[[ DATA SUPPLIED, beginning ]]

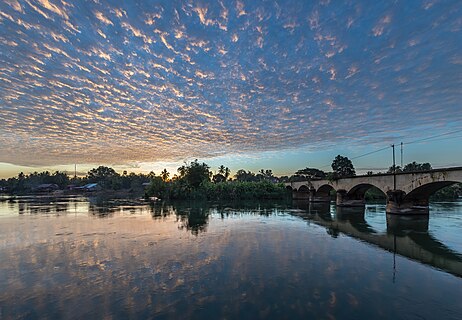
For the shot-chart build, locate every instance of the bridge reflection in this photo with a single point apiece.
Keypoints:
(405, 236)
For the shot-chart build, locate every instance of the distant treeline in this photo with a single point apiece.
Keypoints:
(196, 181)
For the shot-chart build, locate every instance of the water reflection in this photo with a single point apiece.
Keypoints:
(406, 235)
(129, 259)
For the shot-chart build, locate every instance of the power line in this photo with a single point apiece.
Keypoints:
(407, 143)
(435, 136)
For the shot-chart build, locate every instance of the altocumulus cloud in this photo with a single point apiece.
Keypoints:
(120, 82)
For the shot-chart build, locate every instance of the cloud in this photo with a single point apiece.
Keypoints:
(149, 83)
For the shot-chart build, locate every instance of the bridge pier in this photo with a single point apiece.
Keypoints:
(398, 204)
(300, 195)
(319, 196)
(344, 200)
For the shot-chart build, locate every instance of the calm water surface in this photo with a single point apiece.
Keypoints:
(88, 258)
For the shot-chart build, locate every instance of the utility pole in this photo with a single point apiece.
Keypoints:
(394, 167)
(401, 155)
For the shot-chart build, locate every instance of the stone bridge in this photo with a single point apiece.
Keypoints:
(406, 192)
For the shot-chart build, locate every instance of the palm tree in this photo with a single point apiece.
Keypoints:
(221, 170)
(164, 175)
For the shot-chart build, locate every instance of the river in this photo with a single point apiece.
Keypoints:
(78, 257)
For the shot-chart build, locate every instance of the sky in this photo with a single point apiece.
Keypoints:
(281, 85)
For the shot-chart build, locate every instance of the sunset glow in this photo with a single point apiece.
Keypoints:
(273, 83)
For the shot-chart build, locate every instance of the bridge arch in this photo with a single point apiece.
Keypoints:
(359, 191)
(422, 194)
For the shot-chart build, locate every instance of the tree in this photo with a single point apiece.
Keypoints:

[[ DATA SUPPLIED, end ]]

WHAT IS BEING ASKED
Before copying, set the pictures aside; then give the records again exactly.

REPLY TO THE TASK
For the shot-chart build, locate every instance of the bridge reflection in this photo with a single point apiece.
Keypoints:
(405, 236)
For the shot-chart build, locate every instance of the distant treeline in this photo with a single point apiece.
Keypoints:
(196, 181)
For the shot-chart build, locate every instance of the water reflection in this photo with a single point apiece.
Keypoints:
(406, 235)
(129, 259)
For the shot-chart build, locate every instance of the power line in this photo with a single point apiece.
Keypoints:
(407, 143)
(435, 136)
For the shot-chart build, locate every instance of the altocumulus cloud in this photo with a single point apiece.
Keypoints:
(120, 82)
For the shot-chart build, locate every instance of the cloud in this photo with a single point apiece.
Keypoints:
(149, 83)
For the shot-chart build, locate every instance of the bridge pier in this photo with a single point apiece.
Keypoints:
(398, 204)
(300, 195)
(319, 196)
(344, 200)
For the shot-chart build, locate every instance of the calm water surface in this photo with a single point apiece.
Keypoints:
(88, 258)
For the shot-chart build, locate every instance of the utility pole in this photo with a single point apiece.
Keypoints:
(394, 167)
(401, 155)
For the shot-chart build, locate every instance of the stone bridge in this photo with a single point apiece.
Keypoints:
(406, 192)
For the shot-chart build, locate every instance of the palm tree in this photo with a single point apiece.
Keypoints:
(221, 170)
(164, 175)
For the shot-chart build, locate every instance of the river in this photo with a single point apiece.
Keypoints:
(78, 257)
For the shot-chart build, locate every instance of the sky in this photo with a single point apiece.
Keypoints:
(281, 85)
For the shot-chart build, locate every instance of the sunset glow in this photo with a single point apiece.
Keypoints:
(273, 83)
For the shot-chart build, locate every instance of the bridge arch in this photo with a single point apiece.
Keypoints:
(359, 191)
(422, 194)
For the shot-chart build, locate every instance of the tree in this photo with a single point apiece.
Keypoints:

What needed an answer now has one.